* **TRY IT**:
Output nothing but the lines from the first line of the listing below through the line containing "indicate the engine intake, a", printed exactly and free of pictures.

### INPUT FOR THIS TASK

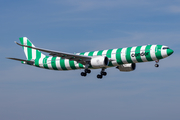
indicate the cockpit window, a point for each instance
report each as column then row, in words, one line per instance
column 165, row 47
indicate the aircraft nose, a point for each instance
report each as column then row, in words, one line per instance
column 169, row 52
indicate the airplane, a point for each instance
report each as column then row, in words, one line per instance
column 124, row 59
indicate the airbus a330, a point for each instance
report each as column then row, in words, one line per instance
column 124, row 59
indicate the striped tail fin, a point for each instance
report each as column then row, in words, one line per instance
column 31, row 54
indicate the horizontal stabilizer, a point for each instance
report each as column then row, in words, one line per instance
column 27, row 61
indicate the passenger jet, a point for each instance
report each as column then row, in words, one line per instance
column 124, row 59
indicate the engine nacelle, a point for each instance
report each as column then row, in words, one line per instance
column 127, row 67
column 99, row 61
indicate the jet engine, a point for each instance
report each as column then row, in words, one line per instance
column 127, row 67
column 99, row 61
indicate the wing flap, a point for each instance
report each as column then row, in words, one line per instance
column 27, row 61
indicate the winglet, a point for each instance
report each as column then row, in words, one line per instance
column 18, row 43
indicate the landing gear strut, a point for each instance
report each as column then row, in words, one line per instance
column 85, row 72
column 156, row 65
column 103, row 73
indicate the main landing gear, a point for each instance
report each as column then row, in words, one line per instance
column 99, row 76
column 103, row 73
column 85, row 72
column 156, row 65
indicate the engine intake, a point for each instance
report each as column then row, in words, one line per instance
column 99, row 61
column 127, row 67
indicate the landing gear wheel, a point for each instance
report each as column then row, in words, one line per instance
column 156, row 65
column 99, row 76
column 104, row 73
column 87, row 71
column 83, row 74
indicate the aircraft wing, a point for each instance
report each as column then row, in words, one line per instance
column 27, row 61
column 79, row 58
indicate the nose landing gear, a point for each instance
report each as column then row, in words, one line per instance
column 156, row 65
column 103, row 73
column 85, row 72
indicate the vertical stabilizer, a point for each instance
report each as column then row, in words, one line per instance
column 31, row 54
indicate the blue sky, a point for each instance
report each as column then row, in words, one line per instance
column 83, row 25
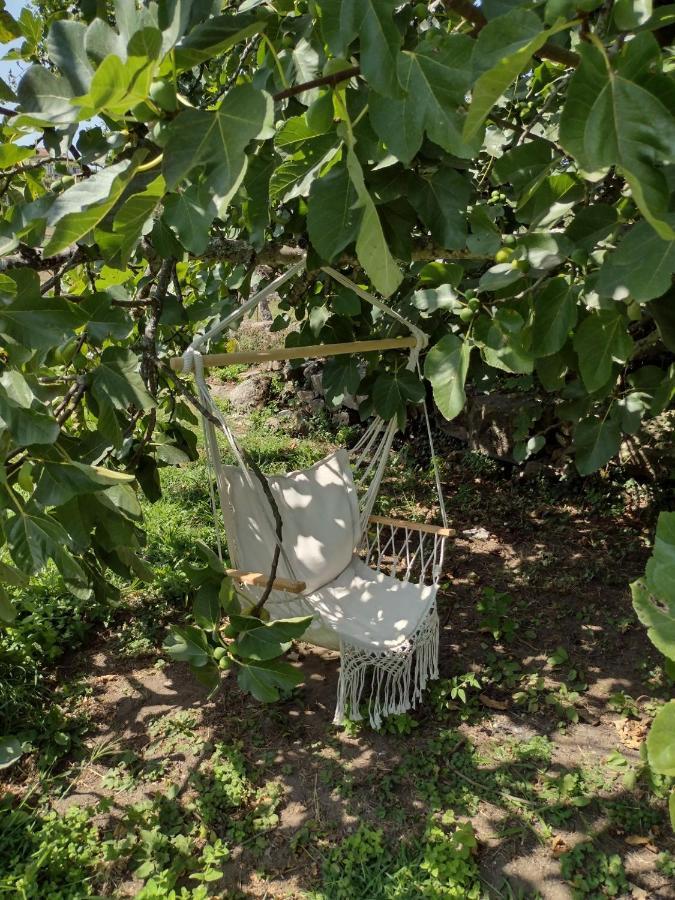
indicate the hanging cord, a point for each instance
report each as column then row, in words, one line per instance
column 421, row 338
column 434, row 461
column 239, row 313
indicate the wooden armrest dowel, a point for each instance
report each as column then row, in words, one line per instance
column 257, row 579
column 418, row 526
column 314, row 351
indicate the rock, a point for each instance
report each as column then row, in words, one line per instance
column 251, row 393
column 488, row 422
column 341, row 417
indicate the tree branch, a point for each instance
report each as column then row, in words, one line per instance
column 148, row 341
column 549, row 51
column 334, row 78
column 29, row 258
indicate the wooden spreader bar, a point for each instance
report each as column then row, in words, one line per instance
column 312, row 351
column 416, row 526
column 257, row 579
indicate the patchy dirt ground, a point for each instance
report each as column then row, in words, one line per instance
column 542, row 753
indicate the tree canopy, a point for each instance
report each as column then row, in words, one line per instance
column 502, row 174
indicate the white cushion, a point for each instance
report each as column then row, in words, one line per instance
column 371, row 609
column 320, row 515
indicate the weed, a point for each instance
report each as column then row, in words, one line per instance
column 223, row 787
column 457, row 693
column 593, row 873
column 439, row 865
column 632, row 817
column 49, row 854
column 666, row 864
column 494, row 609
column 399, row 724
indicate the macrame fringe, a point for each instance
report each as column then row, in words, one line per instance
column 398, row 677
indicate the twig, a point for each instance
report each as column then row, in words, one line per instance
column 148, row 341
column 334, row 78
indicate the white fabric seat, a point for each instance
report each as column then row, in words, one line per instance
column 371, row 609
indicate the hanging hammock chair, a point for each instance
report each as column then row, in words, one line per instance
column 368, row 582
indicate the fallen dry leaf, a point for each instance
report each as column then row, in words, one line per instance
column 558, row 846
column 493, row 704
column 632, row 732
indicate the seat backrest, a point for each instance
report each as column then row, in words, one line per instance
column 320, row 515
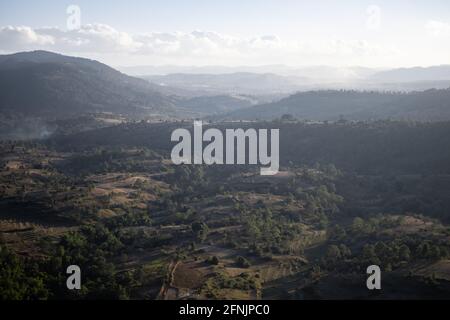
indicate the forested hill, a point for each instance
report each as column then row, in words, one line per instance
column 430, row 105
column 47, row 84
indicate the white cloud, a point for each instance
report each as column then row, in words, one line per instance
column 22, row 37
column 197, row 47
column 438, row 28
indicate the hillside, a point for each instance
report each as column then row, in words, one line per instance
column 50, row 85
column 430, row 105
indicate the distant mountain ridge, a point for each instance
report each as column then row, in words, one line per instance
column 430, row 105
column 47, row 84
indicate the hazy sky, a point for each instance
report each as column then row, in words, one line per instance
column 245, row 32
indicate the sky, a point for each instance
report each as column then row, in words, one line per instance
column 382, row 34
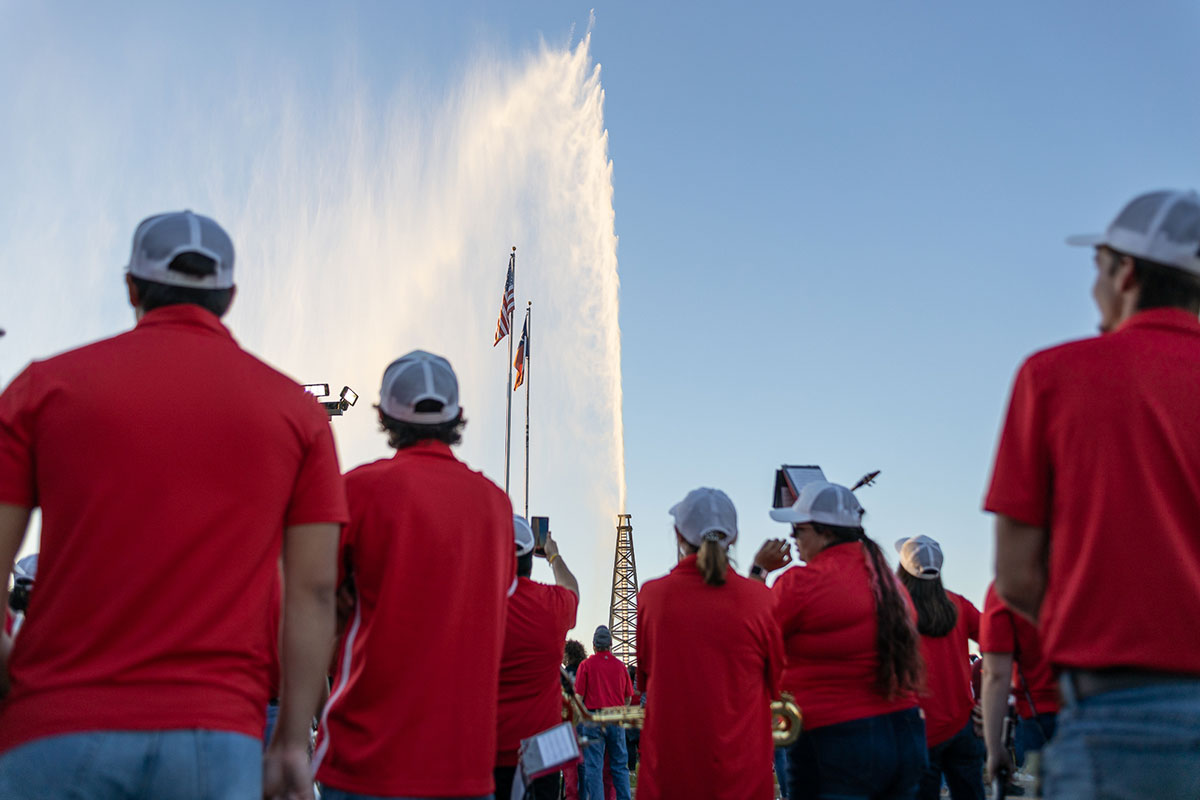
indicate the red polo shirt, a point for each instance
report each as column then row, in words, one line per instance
column 167, row 463
column 948, row 699
column 531, row 689
column 1102, row 449
column 827, row 613
column 603, row 680
column 1002, row 631
column 413, row 708
column 711, row 660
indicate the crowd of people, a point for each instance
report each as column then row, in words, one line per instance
column 210, row 588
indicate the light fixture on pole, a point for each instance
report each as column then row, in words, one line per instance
column 347, row 398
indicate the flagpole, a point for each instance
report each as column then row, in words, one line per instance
column 527, row 365
column 508, row 377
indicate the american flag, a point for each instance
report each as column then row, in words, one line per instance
column 508, row 304
column 522, row 355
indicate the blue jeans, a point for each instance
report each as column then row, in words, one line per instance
column 612, row 739
column 337, row 794
column 960, row 759
column 874, row 758
column 1134, row 743
column 781, row 771
column 124, row 764
column 1032, row 734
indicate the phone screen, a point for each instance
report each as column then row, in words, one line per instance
column 540, row 528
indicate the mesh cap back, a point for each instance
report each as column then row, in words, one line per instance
column 706, row 511
column 1161, row 227
column 160, row 239
column 421, row 379
column 921, row 557
column 829, row 504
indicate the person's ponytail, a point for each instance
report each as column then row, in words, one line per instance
column 712, row 561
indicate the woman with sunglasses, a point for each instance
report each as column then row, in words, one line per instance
column 852, row 654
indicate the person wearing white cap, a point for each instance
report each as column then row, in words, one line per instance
column 429, row 551
column 945, row 620
column 1096, row 489
column 154, row 684
column 852, row 653
column 534, row 635
column 709, row 657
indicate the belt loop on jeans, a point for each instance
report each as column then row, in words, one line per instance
column 1067, row 689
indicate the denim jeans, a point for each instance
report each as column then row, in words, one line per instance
column 612, row 739
column 123, row 764
column 960, row 759
column 1135, row 743
column 1032, row 734
column 781, row 771
column 874, row 758
column 337, row 794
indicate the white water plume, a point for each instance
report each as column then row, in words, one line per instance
column 365, row 229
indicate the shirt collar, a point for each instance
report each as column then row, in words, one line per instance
column 184, row 314
column 426, row 447
column 1173, row 318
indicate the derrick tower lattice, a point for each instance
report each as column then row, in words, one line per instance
column 623, row 607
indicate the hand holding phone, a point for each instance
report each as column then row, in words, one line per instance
column 540, row 527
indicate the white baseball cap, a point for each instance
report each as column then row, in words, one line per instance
column 921, row 557
column 1161, row 227
column 829, row 504
column 706, row 511
column 414, row 378
column 161, row 238
column 522, row 535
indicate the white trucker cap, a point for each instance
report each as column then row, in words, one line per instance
column 921, row 557
column 829, row 504
column 418, row 377
column 161, row 238
column 522, row 535
column 706, row 511
column 1161, row 227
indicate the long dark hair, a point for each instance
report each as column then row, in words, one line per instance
column 897, row 643
column 936, row 613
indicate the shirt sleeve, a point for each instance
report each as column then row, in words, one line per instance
column 972, row 619
column 582, row 680
column 789, row 601
column 774, row 645
column 995, row 625
column 1021, row 475
column 17, row 419
column 319, row 492
column 568, row 608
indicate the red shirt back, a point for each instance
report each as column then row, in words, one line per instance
column 1002, row 631
column 413, row 708
column 827, row 614
column 1102, row 447
column 531, row 689
column 603, row 680
column 163, row 506
column 947, row 699
column 711, row 660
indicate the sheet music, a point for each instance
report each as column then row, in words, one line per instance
column 557, row 745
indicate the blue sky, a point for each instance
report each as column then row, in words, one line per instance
column 840, row 224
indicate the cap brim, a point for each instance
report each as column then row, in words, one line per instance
column 789, row 515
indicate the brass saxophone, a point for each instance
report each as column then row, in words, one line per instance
column 786, row 719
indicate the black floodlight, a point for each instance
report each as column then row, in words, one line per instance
column 333, row 408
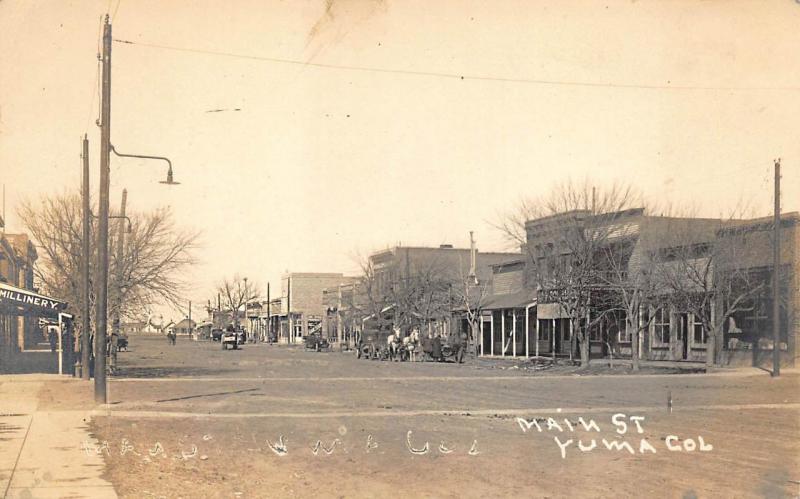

######

* **EXPECTED OUTPUT**:
indicate the cockpit window, a point for each instance
report each as column then row, in words, one line per instance
column 165, row 47
indicate the aircraft nose, a point for each instance
report each as column then row, in words, one line per instance
column 169, row 52
indicate the airplane, a point for each instance
report each as column then row, in words, one line per instance
column 124, row 59
indicate the airbus a330, a point for each instance
report each as column then row, in words, one line per instance
column 124, row 59
indicate the striped tail fin, a point for each instance
report each as column then row, in words, one line per instance
column 31, row 54
indicate the horizontal stabilizer, a point for each instance
report each as column then row, in words, one line per instance
column 27, row 61
indicate the passenger jet, a point for each instance
report each as column then row, in words, one line per instance
column 124, row 59
indicate the engine nacelle, a point for each instance
report each as column then row, in words, one line per instance
column 127, row 67
column 99, row 61
indicate the jet engine, a point for each instance
report each as column then row, in words, one line per instance
column 127, row 67
column 99, row 61
indicate the wing flap, a point for each instance
report each as column then row, in words, one line per instance
column 27, row 61
indicate the winglet, a point for each instance
report each as column then row, in words, one line per instance
column 18, row 43
indicate the landing gear strut, a point for each instance
report each as column then row, in words, one line per instance
column 85, row 72
column 156, row 65
column 103, row 73
indicate the main landing gear, a point for each instance
report each as column then row, in words, one line per instance
column 99, row 76
column 103, row 73
column 85, row 72
column 156, row 65
indicate the engine intake, a point for each instance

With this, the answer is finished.